YOUR ASSIGNMENT: Could you filter the records below down to the lines that include the word "wooden"?

(Data extracted from a collection)
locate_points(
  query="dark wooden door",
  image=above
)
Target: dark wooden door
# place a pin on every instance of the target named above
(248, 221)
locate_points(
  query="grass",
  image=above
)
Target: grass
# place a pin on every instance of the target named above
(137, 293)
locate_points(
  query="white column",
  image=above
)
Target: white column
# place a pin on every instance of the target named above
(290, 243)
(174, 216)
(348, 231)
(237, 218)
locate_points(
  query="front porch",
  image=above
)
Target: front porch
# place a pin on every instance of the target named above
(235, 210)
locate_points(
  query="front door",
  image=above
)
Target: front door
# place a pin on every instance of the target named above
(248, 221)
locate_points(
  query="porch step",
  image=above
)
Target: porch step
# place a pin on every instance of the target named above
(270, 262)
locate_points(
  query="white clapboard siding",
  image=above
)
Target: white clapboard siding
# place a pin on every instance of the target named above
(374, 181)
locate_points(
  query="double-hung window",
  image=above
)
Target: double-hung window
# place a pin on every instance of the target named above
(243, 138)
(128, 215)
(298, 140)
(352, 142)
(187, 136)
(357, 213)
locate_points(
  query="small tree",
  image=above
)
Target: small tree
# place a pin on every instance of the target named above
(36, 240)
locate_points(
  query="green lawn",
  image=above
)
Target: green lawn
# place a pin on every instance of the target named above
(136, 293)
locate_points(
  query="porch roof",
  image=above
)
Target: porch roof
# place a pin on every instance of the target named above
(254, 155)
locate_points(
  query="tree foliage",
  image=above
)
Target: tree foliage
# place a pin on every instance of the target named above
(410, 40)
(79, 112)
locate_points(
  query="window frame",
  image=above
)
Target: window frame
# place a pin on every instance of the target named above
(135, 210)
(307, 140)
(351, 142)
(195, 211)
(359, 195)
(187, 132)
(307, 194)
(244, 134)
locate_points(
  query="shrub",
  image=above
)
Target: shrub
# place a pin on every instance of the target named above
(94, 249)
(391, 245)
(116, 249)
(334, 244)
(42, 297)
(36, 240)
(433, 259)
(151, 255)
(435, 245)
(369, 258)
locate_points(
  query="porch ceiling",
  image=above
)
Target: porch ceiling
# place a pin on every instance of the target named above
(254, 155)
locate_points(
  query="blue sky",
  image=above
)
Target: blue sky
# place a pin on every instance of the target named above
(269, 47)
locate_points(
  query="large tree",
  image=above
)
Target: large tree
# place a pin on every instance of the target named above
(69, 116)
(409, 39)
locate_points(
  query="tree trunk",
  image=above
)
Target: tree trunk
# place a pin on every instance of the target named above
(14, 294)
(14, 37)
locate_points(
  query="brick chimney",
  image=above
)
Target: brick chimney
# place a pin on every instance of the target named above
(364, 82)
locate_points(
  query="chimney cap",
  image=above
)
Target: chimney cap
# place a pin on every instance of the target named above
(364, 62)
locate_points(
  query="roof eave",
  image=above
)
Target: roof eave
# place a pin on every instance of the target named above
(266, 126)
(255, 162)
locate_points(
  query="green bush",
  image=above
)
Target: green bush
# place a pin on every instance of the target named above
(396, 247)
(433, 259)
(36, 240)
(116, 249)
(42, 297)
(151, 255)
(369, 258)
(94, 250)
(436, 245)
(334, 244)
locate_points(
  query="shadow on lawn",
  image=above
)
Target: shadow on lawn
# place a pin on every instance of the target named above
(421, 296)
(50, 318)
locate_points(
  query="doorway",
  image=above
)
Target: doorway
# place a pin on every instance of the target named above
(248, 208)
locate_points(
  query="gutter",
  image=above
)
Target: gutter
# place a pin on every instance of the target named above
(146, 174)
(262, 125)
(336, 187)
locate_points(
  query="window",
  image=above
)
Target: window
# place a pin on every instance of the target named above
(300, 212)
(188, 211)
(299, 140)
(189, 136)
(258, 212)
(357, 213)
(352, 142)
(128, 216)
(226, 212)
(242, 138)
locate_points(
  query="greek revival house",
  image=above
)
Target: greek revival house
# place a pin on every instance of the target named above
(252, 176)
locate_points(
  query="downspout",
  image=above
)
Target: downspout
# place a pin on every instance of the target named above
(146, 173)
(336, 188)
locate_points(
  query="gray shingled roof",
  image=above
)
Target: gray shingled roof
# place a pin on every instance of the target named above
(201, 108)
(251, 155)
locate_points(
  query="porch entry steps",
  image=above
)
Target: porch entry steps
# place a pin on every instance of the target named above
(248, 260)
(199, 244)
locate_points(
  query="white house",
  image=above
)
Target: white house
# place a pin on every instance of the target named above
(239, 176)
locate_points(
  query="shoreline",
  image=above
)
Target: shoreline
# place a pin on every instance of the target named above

RESULT OF THE EXERCISE:
  query="dark wooden door",
Target: dark wooden door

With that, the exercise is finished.